Task to carry out: Your task is to retype each line of the data below exactly.

Exercise material:

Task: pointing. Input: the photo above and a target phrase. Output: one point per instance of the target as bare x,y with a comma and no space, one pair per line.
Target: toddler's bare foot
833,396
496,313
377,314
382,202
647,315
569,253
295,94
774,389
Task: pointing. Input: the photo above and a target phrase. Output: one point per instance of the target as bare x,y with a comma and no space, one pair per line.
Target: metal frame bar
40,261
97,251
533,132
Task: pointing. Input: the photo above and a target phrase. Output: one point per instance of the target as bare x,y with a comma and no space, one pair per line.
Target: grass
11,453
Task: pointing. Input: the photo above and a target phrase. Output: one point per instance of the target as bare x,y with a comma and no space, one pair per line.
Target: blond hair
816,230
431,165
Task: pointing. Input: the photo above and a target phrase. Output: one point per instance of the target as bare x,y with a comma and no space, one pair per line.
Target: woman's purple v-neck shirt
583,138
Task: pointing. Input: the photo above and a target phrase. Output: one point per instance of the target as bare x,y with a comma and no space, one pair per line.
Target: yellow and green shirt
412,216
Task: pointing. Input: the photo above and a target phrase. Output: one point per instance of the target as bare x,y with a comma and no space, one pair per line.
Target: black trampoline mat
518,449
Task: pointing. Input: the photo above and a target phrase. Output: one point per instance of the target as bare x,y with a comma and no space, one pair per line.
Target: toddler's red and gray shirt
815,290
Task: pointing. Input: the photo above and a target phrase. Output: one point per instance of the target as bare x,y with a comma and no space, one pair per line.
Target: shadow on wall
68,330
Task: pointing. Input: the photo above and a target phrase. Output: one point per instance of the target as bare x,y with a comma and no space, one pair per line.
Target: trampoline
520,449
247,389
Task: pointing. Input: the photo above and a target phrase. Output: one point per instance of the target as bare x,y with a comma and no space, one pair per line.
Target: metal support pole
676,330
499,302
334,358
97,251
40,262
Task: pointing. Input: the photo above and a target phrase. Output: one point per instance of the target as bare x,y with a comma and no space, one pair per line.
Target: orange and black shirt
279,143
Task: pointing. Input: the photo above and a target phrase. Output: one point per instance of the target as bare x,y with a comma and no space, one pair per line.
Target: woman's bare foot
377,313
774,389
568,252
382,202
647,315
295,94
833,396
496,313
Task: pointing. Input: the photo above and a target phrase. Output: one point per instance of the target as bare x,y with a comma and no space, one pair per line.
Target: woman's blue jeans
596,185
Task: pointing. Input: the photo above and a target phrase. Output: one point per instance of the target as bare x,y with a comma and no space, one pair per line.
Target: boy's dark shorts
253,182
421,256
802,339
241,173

Response to this exercise:
Task: pointing. Input: the photo above and a target phrase. Output: one point per instance of the target as bare x,y with a comma and no space, one pair per line.
Target: toddler's bare foot
833,396
496,313
377,314
382,202
647,315
569,253
295,94
774,389
Task: pointing. Input: the photo above and a target phrase. Output: one point per instance of the target as bare x,y with a comma and no space, one pair per line.
Target: metal frame bar
40,261
97,251
533,132
Task: pointing. Input: the photo above and a target phrase. Output: one point per instance of the target as bare x,y with a comma and no space, one pair per line.
Target: grass
11,453
Task: pointing. Input: the photo above and a target phrase. Output: one point per instance of the target as bare x,y with a comma and no space, one pair per line.
Target: blond hair
816,230
431,165
Task: pointing. Input: the photo above and a target phrase. Output: one point per instance of the target as bare x,y with a comma and no space, one pair per line.
Target: woman's purple v-neck shirt
583,138
Task: pointing. Input: the photo above and a target phrase. Output: one point per instance of the target as bare x,y with a comma and no space, one pair per line.
Target: yellow and green shirt
412,216
Task: pointing. Input: the photo above and a target phrase. Output: one point per instance of the target as bare x,y with a comma and no space, one pair per line.
Target: black trampoline mat
518,449
Task: pointing. Input: the photo above and a target phrase. Output: one point per instance of the target as bare x,y with a comma and no space, one pair per line.
Target: toddler's red and gray shirt
815,290
Task: pointing. Input: the photo above and a target phrase. Output: one point per instance of the target as bare x,y with a comma and no space, one pair per line.
Target: shadow on wall
68,330
Task: pointing. Input: the photo above and a target phrase. Output: one point per instance of the target as bare x,y with a comma and no space, one pair per line.
Target: trampoline
520,449
247,389
Task: pointing. Input: the photo above and a target phrase. Output: one point per instance of the target as bare x,y with a comma and no space, one pair per line.
Target: metal support pole
676,330
499,302
334,358
97,251
40,262
Task: pointing. Input: the photo above and a target phrase. Output: one point per instance of the target as bare x,y with a comma and no space, one pair per line.
Target: orange and black shirt
279,143
Task: pointing. Input: the photo above and a target phrase. Output: one point per instance of the target as bare x,y with a comma and no space, one pair per line.
Target: woman's bare foot
377,313
774,389
568,252
382,202
647,315
295,94
833,396
496,313
Task: pointing. Input: the photo above and a target phrase. Output: one point per instance of the target as bare x,y with a comma and no space, one pair per line.
Target: woman's blue jeans
596,185
Task: pointing. Input: the photo above and a target phrase. Output: one point per instance of the target as bare x,y with a comma and no space, one pair per line.
Target: boy's dark shorts
253,182
421,256
802,339
241,173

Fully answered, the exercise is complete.